- **Excerpted text**:
/---
Ashland County Common Pleas Court Judge Ron Forstoefel sentenced Seth Whited, of Crestline, to six months in the Ashland County Jail and four years of community control sanctions for a child endangerment charge from late 2018 and another charge from early 2019. 

A jury found him guilty of third-degree felony Endangering Children, and fifth-degree felony Unauthorized Use of Computer, Cable, or Telecommunication Property in late September after a four-day trial, which was delayed six times. 

The case attracted national attention in late April when Whited’s trial started, but was abruptly stopped after he was transported to the hospital for what the court called a “panic attack” and tested positive for COVID-19. 

More recently, the trial was delayed in June when Whired terminated his former lawyer, attorney Adam Stone. Attorney Dean Henry of Tiffin replaced Stone as Whited’s legal counsel.  

“As much, Mr. Whited, as you aggravated me in the course of getting this trial done, I cannot use that as a sentencing factor and in fact this court has to rely upon the statutory factors and your (recidivism) score,” Judge Forstoefel said. 

The judge said he considered how Whited has a low risk of recidivism and no prior criminal history, but determined there needed to be “some accountability in a case of this type.”

The Endangering Children charge stems from a November 2018 report to the Ashland County Department of Job and Family Services that Whited physically abused a 15-month-old child. Specifically, Whited held the child under water, leaving bruising to the child's face and forehead, in retaliation for the child soiling himself, Assistant Ashland County Prosecuting Attorney Victor Perez said.

The Unauthorized Use of Computer, Cable, or Telecommunications Property charge, of which he was found guilty, stems from a January 2019 incident when Whited gained unauthorized access to Ashland City School District computers in an effort to retaliate against the child's mother, then an employee of the district.
\---
- **Assignment A**: List every person named in the sentencing report, along with the role the report gives each one.
- **Assignment B**: Pick up the sentencing report after its final sentence and write one more paragraph.

- **Saved entries**:
/---
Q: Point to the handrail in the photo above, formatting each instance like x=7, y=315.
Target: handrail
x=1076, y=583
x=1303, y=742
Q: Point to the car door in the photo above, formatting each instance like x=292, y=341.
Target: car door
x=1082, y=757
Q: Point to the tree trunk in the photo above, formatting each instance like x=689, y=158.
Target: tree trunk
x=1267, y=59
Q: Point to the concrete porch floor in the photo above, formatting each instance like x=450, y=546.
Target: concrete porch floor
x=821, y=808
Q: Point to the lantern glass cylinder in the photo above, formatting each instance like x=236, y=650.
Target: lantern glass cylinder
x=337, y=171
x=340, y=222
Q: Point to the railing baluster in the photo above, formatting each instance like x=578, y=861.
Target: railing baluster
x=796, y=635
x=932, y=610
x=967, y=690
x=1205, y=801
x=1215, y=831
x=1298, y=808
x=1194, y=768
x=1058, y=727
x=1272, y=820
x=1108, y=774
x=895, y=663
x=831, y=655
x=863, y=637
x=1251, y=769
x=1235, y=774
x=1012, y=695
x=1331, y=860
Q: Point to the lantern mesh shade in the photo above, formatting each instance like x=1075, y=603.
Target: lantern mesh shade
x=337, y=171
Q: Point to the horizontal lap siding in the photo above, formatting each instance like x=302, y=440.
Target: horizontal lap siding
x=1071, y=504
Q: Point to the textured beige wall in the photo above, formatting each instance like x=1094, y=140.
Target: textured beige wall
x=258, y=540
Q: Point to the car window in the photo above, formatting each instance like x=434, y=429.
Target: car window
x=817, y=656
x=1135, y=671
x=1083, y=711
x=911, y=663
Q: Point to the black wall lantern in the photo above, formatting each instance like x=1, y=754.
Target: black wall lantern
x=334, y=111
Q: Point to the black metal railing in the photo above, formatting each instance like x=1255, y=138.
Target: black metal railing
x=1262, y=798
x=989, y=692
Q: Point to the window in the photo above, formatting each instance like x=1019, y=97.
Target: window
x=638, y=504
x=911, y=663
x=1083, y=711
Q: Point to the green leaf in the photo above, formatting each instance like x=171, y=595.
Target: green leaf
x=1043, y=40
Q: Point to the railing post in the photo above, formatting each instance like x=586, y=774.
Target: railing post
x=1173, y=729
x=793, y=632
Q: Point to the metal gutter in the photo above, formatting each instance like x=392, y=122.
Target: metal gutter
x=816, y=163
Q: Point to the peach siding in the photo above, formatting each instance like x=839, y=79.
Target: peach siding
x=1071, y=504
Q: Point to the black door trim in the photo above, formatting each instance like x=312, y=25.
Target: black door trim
\---
- **Output A**:
- Ron Forstoefel: Ashland County Common Pleas Court judge who imposed the sentence
- Seth Whited: the defendant, of Crestline
- Adam Stone: Whited's former attorney, terminated in June
- Dean Henry: attorney from Tiffin who replaced Stone as Whited's legal counsel
- Victor Perez: Assistant Ashland County Prosecuting Attorney

- **Output B**:
Judge Forstoefel ultimately imposed the six-month sentence and four years of community control with a requirement that Whited pay restitution of $1,710.09 to the victim’s family and $3,500 to the Ashland City School District. 

During the four years of community control sanctions, Whited is to complete an anger management program and 25 hours of community service. He is also to follow a curfew from 10 p.m. to 6 p.m. while monitored, only leaving his house for work or another approved reason during this time period. 

For the first two years, he may not use, possess or otherwise access any electronic device that has access to the internet or any social media.

“You need a phone? You get a dumb phone. It's not going to be a smart phone. It shouldn't have capability of wifi connection,” Forstoefel said.  

Perez suggested a 30-month jail sentence for the child endangerment charge and another six months for the other charge. 

“This conduct should not be tolerated, judge. And in my opinion, he should do a month for every second (the baby) was submerged and a month for every month Landon was alive at that time,” he said.

Whited’s attorney, Henry, characterized Whited as an ideal candidate for control sanctions.

If Whited wishes to appeal, he must do so within 30 days after his sentence is recorded.